依頼 1:
トレイルランの記事をもとに、次の問いに答えてください。
(a) 記事では「トレイル」とは何のことだと説明されていますか。
(b) 箱根駅伝がトレイルランではないとされるのは、なぜですか。
(c) 関東近郊でトレイルランの人が集まる山として、どこが挙げられていますか。
依頼 2:
トレイルランの記事のうち、「トレイルランってどうやって始めればいいの? vol.1 『マナー&準備編』」から「レイルランではありません」。」までを、その両方を含めて一字一句変えずに書き写してください。

トレイルランってどうやって始めればいいの? vol.1 『マナー&準備編』

特集 トレランことはじめ

最近愛好家が増え、よく聞くようになってきた“トレイルラン”というフレーズ。正式にはトレイルランニング、略してトレラン。興味はあるものの、一体どんなものなのかわからない、というスポリートアンバサダーのよっし~さんが、トレイルランニングの専門店「Trippers(トリッパーズ)」を訪れ、店長の朝長さんにトレイルランの基本やそれに必要な道具について教えてもらいました!

トレイルランって一体どんなもの?

「未舗装の路面を走るのがトレイルランニング(以下、トレイルラン)。トレイルとは登山道や自然散策道のことで、そこを走ることを言います。例えば箱根駅伝は山登りですが、アスファルトなのでトレイルランではありません」。

走ると言っても、ずっと走り続けている訳ではないそうです。「基本的には上りは歩き、走るのは主に下りの道。登山同様に水や食料、防寒具などを携帯して走りますが、マラソンというよりは登山やハイキングをしながら、走れるところは走るという、自分のペースで楽しめるスポーツです」。レースだと10キロくらいの短距離から160キロ(100マイル)まであり、富士山を1周するようなハードなものもあるのだとか。

どんな山を走ってもいいけれど、やはり走りやすいのは登山道が整備された山。「関東近郊では高尾、奥多摩、鎌倉、飯能、丹沢等、ハイキングや登山でも人気の山にトレイルランでも人が集まります」。

提供情報:
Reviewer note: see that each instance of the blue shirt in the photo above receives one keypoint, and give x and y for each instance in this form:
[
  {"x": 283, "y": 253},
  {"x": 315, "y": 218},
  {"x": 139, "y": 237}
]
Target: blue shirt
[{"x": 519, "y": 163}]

回答 1:
(a) 登山道や自然散策道のことです。
(b) 山登りではあるものの、アスファルトだからです。
(c) 高尾、奥多摩、鎌倉、飯能、丹沢などです。

回答 2:
トレイルランってどうやって始めればいいの? vol.1 『マナー&準備編』

特集 トレランことはじめ

最近愛好家が増え、よく聞くようになってきた“トレイルラン”というフレーズ。正式にはトレイルランニング、略してトレラン。興味はあるものの、一体どんなものなのかわからない、というスポリートアンバサダーのよっし~さんが、トレイルランニングの専門店「Trippers(トリッパーズ)」を訪れ、店長の朝長さんにトレイルランの基本やそれに必要な道具について教えてもらいました!

トレイルランって一体どんなもの?

「未舗装の路面を走るのがトレイルランニング(以下、トレイルラン)。トレイルとは登山道や自然散策道のことで、そこを走ることを言います。例えば箱根駅伝は山登りですが、アスファルトなのでトレイルランではありません」。